**REQUIRED ACTION**
The listing below needs to be copied in full, exactly.

----------------------------------------

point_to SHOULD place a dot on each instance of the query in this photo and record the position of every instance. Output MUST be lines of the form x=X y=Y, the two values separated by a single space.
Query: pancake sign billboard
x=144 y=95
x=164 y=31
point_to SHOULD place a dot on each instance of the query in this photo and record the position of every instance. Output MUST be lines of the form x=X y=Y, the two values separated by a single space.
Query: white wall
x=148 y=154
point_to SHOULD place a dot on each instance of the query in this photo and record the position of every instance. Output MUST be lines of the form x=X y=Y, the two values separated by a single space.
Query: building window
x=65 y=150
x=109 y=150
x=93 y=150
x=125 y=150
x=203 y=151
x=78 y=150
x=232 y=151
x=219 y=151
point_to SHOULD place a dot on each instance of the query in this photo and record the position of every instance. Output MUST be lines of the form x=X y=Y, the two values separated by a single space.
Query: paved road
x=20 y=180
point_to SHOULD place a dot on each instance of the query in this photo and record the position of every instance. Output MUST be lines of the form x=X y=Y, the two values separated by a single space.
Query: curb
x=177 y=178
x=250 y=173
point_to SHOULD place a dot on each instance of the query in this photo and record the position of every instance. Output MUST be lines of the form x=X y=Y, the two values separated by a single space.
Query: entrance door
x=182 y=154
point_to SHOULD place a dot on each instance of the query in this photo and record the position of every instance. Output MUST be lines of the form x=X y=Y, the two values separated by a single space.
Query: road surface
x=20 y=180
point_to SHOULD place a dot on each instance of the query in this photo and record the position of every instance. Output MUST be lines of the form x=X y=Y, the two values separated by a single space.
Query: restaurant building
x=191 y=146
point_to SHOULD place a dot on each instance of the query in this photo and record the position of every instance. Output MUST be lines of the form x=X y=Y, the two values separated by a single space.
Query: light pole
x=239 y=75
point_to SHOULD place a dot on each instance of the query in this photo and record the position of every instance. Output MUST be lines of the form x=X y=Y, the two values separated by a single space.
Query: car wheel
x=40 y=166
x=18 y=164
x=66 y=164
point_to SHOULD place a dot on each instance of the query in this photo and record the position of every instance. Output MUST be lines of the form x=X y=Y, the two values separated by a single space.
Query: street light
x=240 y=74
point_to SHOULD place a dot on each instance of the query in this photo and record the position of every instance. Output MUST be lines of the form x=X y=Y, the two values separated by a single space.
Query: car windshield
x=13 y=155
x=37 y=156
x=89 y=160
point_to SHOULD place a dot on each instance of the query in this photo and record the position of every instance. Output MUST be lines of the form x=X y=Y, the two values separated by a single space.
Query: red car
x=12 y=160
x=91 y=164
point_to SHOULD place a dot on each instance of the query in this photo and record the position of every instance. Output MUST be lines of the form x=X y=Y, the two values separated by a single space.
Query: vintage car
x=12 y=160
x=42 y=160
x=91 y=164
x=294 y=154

----------------------------------------

**WRITTEN REPLY**
point_to SHOULD place a dot on each instance of the query in this photo and record the position of every instance. Output MUST be lines of the form x=X y=Y, the two values separated by a single space.
Query: pancake sign billboard
x=144 y=95
x=164 y=31
point_to SHOULD place a dot on each instance of the query in this photo and record the position of every instance. Output MUST be lines of the form x=X y=Y, the two values separated by a single space.
Query: white wall
x=148 y=154
point_to SHOULD place a dot on each instance of the query in this photo and record the position of every instance. Output MUST be lines of the form x=X y=Y, the two values separated by a single space.
Query: building window
x=65 y=150
x=109 y=150
x=93 y=150
x=125 y=150
x=203 y=151
x=78 y=150
x=232 y=151
x=219 y=151
point_to SHOULD place a dot on each instance of the query in this photo and record the position of every instance. Output MUST be lines of the form x=X y=Y, the two values separated by a single space.
Query: paved road
x=20 y=180
point_to SHOULD place a dot on each instance of the query in this photo and record the position of every instance. Output MUST be lines of the form x=X y=Y, the two values separated by a single space.
Query: curb
x=177 y=178
x=250 y=173
point_to SHOULD place a dot on each instance of the query in this photo and record the position of every instance. Output MUST be lines of the form x=X y=Y, the two values separated by a single space.
Query: entrance door
x=182 y=154
point_to SHOULD place a dot on each instance of the query in this photo and record the position of every instance. Output MUST be lines of the form x=X y=Y, the two values separated by a single space.
Query: road surface
x=20 y=180
point_to SHOULD place a dot on each instance of the query in this photo and record the position of every instance. Output MUST be lines of the form x=X y=Y, the two values separated by a single space.
Query: restaurant building
x=191 y=146
point_to SHOULD place a dot on each instance of the query in this photo and record the position of every instance. Output MUST be lines of the form x=X y=Y, the two values separated by a single space.
Query: light pole
x=239 y=75
point_to SHOULD place a dot on each instance of the query in this photo and record the position of every instance. Output MUST be lines of the form x=X y=Y, the two values separated by a single space.
Query: car wheel
x=40 y=166
x=18 y=164
x=66 y=164
point_to SHOULD place a dot on each instance of the query in this photo and record the position of every instance. Output MUST be lines of the form x=X y=Y, the two values separated by a single space.
Query: street light
x=240 y=74
point_to SHOULD place a dot on each instance of the query in this photo and record the position of every instance. Output MUST be lines of the form x=X y=Y, the two values separated by a single space.
Query: car windshield
x=13 y=155
x=37 y=156
x=89 y=160
point_to SHOULD place a dot on each instance of the query in this photo and record the position of every instance. Output MUST be lines of the form x=X y=Y, the two values separated by a single space.
Query: red car
x=12 y=160
x=91 y=164
point_to SHOULD place a dot on each instance of the query in this photo and record the position of every instance. Output MUST be lines of the form x=X y=Y, the two values separated by a single space.
Query: vintage car
x=12 y=160
x=42 y=160
x=91 y=164
x=294 y=154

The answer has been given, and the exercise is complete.